*Record list*.
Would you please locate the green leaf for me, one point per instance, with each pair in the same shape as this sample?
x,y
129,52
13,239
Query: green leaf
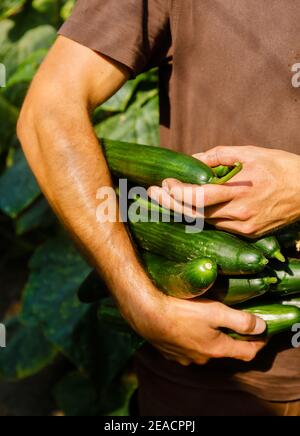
x,y
18,83
76,395
77,386
66,10
18,188
27,69
27,351
50,296
39,215
120,101
101,351
92,289
38,38
8,120
50,300
138,124
10,7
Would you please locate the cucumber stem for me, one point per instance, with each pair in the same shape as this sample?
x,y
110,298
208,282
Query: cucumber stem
x,y
236,170
264,262
279,256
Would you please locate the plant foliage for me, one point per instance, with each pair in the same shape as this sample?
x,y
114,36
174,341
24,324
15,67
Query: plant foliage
x,y
52,320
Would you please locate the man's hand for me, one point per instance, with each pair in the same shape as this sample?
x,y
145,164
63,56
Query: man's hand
x,y
190,331
264,196
64,154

*Instruction*. Can you reproduce all of the entries above line for line, with no changes, and omit the pictures?

*Solution below*.
Would you please locate the green leaf for me, one point per instance, with each pair in the same shape as this sample?
x,y
129,52
13,239
Query: green leaf
x,y
18,83
76,395
77,386
66,10
18,188
27,69
27,351
50,296
39,215
120,101
101,351
92,289
38,38
8,120
50,300
138,124
10,7
Would you please locate the cucumber stem for me, one point per instance, with each pair in the same shape as this sample?
x,y
110,298
208,282
Query: cucumber stem
x,y
236,170
264,262
279,256
Would you please locate the plant foliage for me, one point per instance, with each pair in the same shape as this sample?
x,y
114,36
174,341
24,324
15,67
Query: plant foliage
x,y
52,320
Would you please locate the man's hand for me, one point per instance, with each pair in the same shape as this sample?
x,y
145,164
63,56
Query: man's hand
x,y
190,331
264,196
64,154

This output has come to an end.